[Goal]
In all of the lines below, switch every "a single line" to "one line" and change nothing else. Leave the pictures out of your answer.

____ Input rows

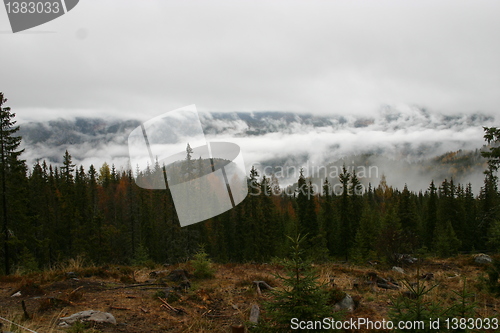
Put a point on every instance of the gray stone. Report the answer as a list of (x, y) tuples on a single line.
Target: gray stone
[(483, 259), (89, 315), (347, 303), (398, 269)]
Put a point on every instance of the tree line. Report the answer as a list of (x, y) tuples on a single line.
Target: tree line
[(53, 213)]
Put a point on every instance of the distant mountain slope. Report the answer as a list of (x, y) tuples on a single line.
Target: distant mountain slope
[(395, 140)]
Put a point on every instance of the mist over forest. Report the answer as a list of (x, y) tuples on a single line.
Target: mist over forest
[(409, 145)]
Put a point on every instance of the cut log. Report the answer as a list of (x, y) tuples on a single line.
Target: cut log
[(261, 285), (254, 314), (237, 329)]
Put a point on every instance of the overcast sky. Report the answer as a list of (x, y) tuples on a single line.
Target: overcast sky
[(137, 59)]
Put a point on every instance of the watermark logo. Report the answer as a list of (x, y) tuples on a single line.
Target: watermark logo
[(24, 15), (204, 178)]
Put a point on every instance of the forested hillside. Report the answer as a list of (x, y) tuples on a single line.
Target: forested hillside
[(54, 213)]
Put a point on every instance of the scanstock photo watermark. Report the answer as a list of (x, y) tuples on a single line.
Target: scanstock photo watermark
[(318, 179), (25, 15), (205, 178)]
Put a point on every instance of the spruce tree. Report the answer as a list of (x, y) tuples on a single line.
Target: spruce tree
[(12, 170), (300, 297)]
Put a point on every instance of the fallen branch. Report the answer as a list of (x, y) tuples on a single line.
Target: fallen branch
[(118, 308), (170, 307), (254, 314), (138, 285)]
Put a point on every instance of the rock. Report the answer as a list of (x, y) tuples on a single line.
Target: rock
[(157, 274), (405, 259), (398, 269), (347, 304), (178, 275), (89, 315), (482, 259)]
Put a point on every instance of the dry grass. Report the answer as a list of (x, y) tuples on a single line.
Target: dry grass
[(213, 305)]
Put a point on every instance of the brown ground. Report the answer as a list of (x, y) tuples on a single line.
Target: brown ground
[(209, 305)]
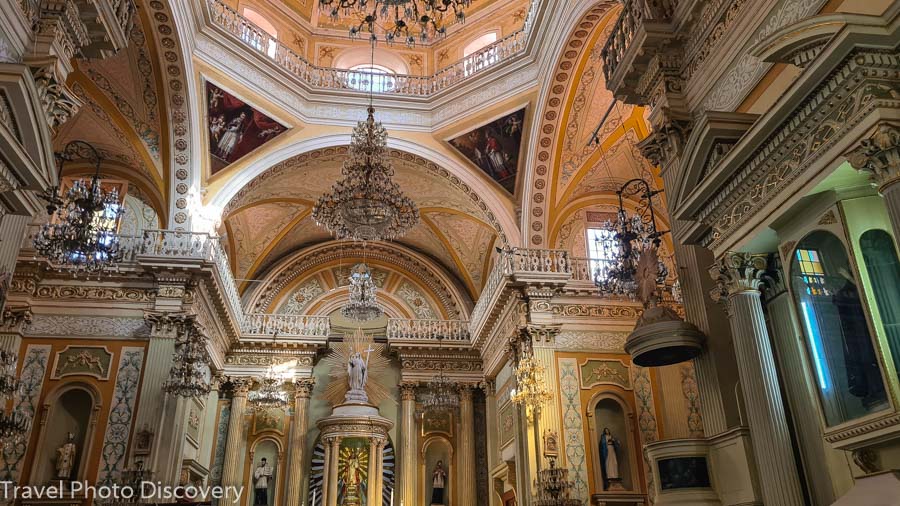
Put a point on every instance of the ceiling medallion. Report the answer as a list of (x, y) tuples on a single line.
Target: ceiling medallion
[(366, 204), (362, 305), (408, 20), (81, 234)]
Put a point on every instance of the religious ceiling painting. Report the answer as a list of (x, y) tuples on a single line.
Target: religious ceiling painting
[(235, 128), (494, 148)]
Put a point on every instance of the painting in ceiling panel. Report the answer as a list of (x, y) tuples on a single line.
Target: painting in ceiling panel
[(127, 79), (470, 240), (253, 229), (235, 128), (494, 148)]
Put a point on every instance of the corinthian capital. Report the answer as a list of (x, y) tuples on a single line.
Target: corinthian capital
[(737, 272), (879, 154)]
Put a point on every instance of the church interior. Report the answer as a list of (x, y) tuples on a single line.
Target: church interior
[(450, 252)]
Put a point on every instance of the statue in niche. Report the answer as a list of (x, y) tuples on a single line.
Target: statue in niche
[(609, 461), (65, 458), (438, 482), (261, 476)]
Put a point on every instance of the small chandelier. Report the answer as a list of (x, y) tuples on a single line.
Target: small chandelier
[(13, 425), (440, 395), (189, 375), (531, 391), (625, 240), (270, 394), (81, 234), (408, 20), (366, 204), (362, 305)]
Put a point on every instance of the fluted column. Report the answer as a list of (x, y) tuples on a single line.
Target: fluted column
[(466, 441), (408, 446), (233, 467), (297, 451), (879, 155), (331, 470), (800, 390), (738, 276)]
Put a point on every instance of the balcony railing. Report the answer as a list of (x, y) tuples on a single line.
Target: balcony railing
[(344, 79), (285, 325), (634, 14), (451, 330)]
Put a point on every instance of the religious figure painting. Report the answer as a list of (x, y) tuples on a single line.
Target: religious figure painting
[(235, 128), (495, 147)]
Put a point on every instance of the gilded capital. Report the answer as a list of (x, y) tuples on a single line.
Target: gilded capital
[(303, 387), (879, 155), (737, 272)]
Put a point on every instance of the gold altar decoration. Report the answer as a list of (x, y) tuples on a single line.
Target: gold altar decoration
[(336, 361)]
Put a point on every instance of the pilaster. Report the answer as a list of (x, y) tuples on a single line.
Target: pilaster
[(738, 276)]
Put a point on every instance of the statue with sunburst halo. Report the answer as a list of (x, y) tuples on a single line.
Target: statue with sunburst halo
[(352, 363)]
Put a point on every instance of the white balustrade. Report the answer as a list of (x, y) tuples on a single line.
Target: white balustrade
[(451, 330), (344, 79)]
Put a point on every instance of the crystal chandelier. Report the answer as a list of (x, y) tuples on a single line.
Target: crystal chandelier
[(408, 20), (366, 204), (189, 375), (12, 425), (440, 395), (624, 242), (362, 305), (270, 394), (81, 234)]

________

[Complete response]
Put a point on every instance of the gray stone. Report the answer as a list of (x, y) tuples on one line.
Target: gray stone
[(483, 259), (89, 315), (347, 303), (398, 269)]
Put a point on every instance of the tree line. Report the answer as a list of (x, y) tuples on one line.
Target: tree line
[(53, 213)]
Put a point on every instance of the distant mountain slope. Report the answer as a list of (x, y) tuples on one line.
Target: distant mountain slope
[(395, 140)]
Put a point on every instance of the mist over forest. Report the answer as a list of (x, y) tuples on one line.
Target: mist over forest
[(409, 145)]
Put a point on every instance of the cut log. Report the answer as a list of (x, y) tuples on one line.
Target: cut log
[(261, 285), (254, 314), (237, 329)]
Put a point on every instance of the overcast sky. Report the answer as a list of (x, y) tuples on one line.
Target: overcast sky
[(137, 59)]
Put a point on every instance of the watermark logo. Report the answer as a list of (x, y) tuples on one line.
Target: watermark logo
[(24, 15), (204, 178)]
Put a point on every instance of the forested hillside. Report the answer as a list of (x, y) tuples on one line.
Target: forested hillside
[(54, 213)]
Put a point on every instance of the scanstock photo watermark. Report the answer as a list of (x, y) tuples on one line.
Target: scanstock photo watermark
[(318, 179), (25, 15), (205, 178)]
Put a point on every instance of the spruce tree. Report the answer as a list of (x, y) tuples on one line.
Target: spruce tree
[(12, 170), (300, 297)]
Put a point on every instance of the fallen branch. Report the answer as a list of (x, y) tuples on one line.
Target: fallen branch
[(118, 308), (170, 307), (254, 314), (138, 285)]
Put a point on every instance of the rock. Report the answer as a list of (x, y) tuples on one line.
Target: rock
[(157, 274), (405, 259), (398, 269), (347, 304), (178, 275), (89, 315), (482, 259)]
Put a point on every instance of the dry grass. Report the answer as a list of (x, y) tuples on one line.
Target: dry grass
[(213, 305)]
Put a point on every instance of the brown ground. Report the answer as a list of (x, y) tuples on one line.
Target: brown ground
[(209, 305)]
Put a point on every instance of the ceiling medallion. Report the answer as a list of (x, y) tuples on one line.
Target: ceiling medallion
[(366, 204), (362, 305), (408, 20), (81, 234)]
Put a point on every instance of the religious ceiling painting. Report the answer as a list of (x, y) tuples on one line.
Target: religious ceiling painting
[(235, 128), (494, 148)]
Put a point on every instance of the painting in ceiling panel. Report the answer as a list of (x, y) tuples on one line.
Target: painting in ceiling panel
[(127, 79), (470, 240), (253, 229), (235, 128), (494, 148)]
Put a point on every instance of the corinthian capital. Report the answer as a list of (x, y) tuples on one line.
Target: corinthian capital
[(737, 272), (879, 154)]
Put a point on every instance of the church interior. Report the answer as a list of (x, y) tuples on one line.
Target: church interior
[(450, 252)]
Put a point on every instance of the statue in niche. Report the answer as a list of (x, y) tuples on one line.
Target: statue in niche
[(609, 461), (65, 458), (438, 482), (261, 476)]
Put a point on every instance of the small chandelier. Report the answer as a list of (x, y) tuples on one line.
Target: small chandelier
[(13, 425), (440, 395), (189, 375), (531, 391), (625, 240), (270, 394), (81, 234), (408, 20), (366, 204), (362, 305)]
Put a point on every instance of the fluted column. Report the answer as a list of (x, y) tuples on one line.
Target: fluted column
[(466, 441), (408, 446), (233, 467), (297, 451), (879, 155), (331, 470), (800, 390), (738, 276)]
Put a point on every instance of the balcony railing. Report the answer as a list of (x, y) tuples on one line.
Target: balcony railing
[(344, 79), (285, 325), (634, 14), (451, 330)]
Put a point on every instance of the religious figure painting. Report the answer as a list of (x, y) tuples on one line.
Target: religious figure painting
[(235, 128), (495, 147)]
Put a point on every instance of the gilded capital. Report the answer as a list of (x, y) tuples on one line.
Target: gilded capital
[(303, 387), (879, 155), (737, 272)]
Put a point on every instance of the gold altar decoration. Report the answer as a list of (x, y) tuples on one line.
Target: gold altar decoration
[(336, 361)]
Put a point on every instance of the pilaster. Report the answer as a list of (x, y) tuples on one line.
Target: pilaster
[(738, 276)]
Put a point on every instance of the statue with sunburst halo. Report the answer as a list of (x, y) tuples on one line.
Target: statue with sunburst halo
[(352, 363)]
Put a point on every instance of the white balustrade. Report the answer as a list of (x, y) tuples on one line.
Target: white balustrade
[(451, 330), (344, 79)]
Put a point on every instance of the crystal chandelier. Report the answer as a list of (x, y) tuples on one line.
Target: crystal chandelier
[(408, 20), (366, 204), (189, 375), (12, 425), (440, 395), (624, 242), (362, 305), (270, 394), (81, 234)]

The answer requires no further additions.